§ **Set exercise**
Render every line of the data below as a numbered list, omitting any blank lines.

'''

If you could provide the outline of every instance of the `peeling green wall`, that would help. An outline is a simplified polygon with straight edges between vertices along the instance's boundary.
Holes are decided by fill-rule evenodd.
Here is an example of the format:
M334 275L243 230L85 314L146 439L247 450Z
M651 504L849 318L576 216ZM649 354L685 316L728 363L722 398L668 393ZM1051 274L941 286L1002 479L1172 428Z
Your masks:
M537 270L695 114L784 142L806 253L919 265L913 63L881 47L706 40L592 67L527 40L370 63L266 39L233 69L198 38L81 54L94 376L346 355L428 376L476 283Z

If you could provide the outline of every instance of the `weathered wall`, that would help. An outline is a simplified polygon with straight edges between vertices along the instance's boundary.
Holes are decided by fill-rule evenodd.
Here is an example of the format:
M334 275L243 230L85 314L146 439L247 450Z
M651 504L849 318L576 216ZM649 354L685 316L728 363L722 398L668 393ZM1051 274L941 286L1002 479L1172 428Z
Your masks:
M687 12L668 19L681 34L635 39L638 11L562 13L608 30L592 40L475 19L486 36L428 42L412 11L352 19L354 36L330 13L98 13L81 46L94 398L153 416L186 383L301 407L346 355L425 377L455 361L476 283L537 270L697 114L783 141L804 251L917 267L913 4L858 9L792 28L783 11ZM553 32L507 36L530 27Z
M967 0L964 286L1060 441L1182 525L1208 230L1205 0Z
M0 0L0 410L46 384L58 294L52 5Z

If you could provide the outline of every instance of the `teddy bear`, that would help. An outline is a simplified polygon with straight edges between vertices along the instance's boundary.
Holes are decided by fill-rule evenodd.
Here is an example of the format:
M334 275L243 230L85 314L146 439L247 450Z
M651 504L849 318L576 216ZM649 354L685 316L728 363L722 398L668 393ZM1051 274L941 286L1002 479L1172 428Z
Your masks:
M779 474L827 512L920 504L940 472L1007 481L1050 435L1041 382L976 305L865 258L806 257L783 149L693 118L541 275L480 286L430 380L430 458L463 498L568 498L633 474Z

'''

§ **Worked answer**
1. If you could provide the outline of every instance of the `peeling green wall`, that would help. An outline is a simplified polygon with straight edges between vertices along the instance's boundary.
2. Holes are decided by fill-rule evenodd.
3. Here is an example of the format:
4. M334 275L243 230L85 314L146 439L247 450Z
5. M651 504L849 318L576 216ZM649 354L685 316L728 363L722 398L668 393ZM1051 274L941 286L1002 479L1172 428Z
6. Your masks:
7. M537 270L695 114L784 142L806 253L919 265L913 63L881 47L706 40L592 67L527 40L370 63L266 39L233 69L198 38L81 54L94 376L346 355L428 376L476 283Z
8. If you could provide the outline of every instance of the `weathered wall`, that would help. An outline is a simplified polygon with straight edges between vertices along the instance's boundary.
9. Holes are decided by fill-rule evenodd.
10. Here is an example of the format:
11. M334 275L243 230L85 314L146 439L247 450Z
12. M651 504L849 318L576 216ZM649 354L685 316L728 363L722 398L668 393ZM1051 274L941 286L1002 479L1172 428Z
13. Your masks:
14. M687 12L668 19L681 34L635 39L638 11L562 13L608 30L592 40L475 19L486 36L428 42L412 11L352 19L354 36L330 13L98 13L81 46L94 398L153 416L186 383L301 407L346 355L425 377L455 361L476 283L537 270L697 114L783 141L804 251L917 267L913 4L858 9L792 28L783 11ZM553 32L507 36L530 27Z
15. M967 0L964 286L1060 441L1182 525L1208 230L1205 0Z
16. M0 0L0 410L46 384L58 294L52 5Z
17. If you could provide the outline of every instance of the `teddy bear`, that would help. An outline is a simplified polygon with straight edges between vertices along the instance's boundary.
18. Holes are decided by fill-rule evenodd.
19. Here is an example of the format:
20. M334 275L243 230L85 314L146 439L247 450Z
21. M651 504L849 318L576 216ZM649 354L685 316L728 363L722 398L668 393ZM1051 274L941 286L1002 479L1172 428Z
22. Your masks:
23. M779 474L827 512L920 504L940 472L1007 481L1050 435L1041 382L976 305L865 258L806 257L783 149L693 118L541 275L480 286L430 380L430 458L463 498L568 498L633 474Z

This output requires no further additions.